BEGIN Stored rows
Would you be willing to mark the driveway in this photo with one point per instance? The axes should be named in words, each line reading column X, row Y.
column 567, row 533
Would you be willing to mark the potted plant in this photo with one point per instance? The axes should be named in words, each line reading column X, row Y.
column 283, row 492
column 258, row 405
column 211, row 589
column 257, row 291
END Stored rows
### Goal
Can you print every one of the items above again, word for word?

### Task response
Would you be willing to mark the driveway in this photo with one point per instance? The axes should be named in words, each line reading column X, row Y.
column 567, row 533
Would you be willing to mark the potted plant in this photo with one point per instance? The axes should be named in words, each line reading column X, row Y.
column 283, row 492
column 258, row 405
column 211, row 589
column 257, row 291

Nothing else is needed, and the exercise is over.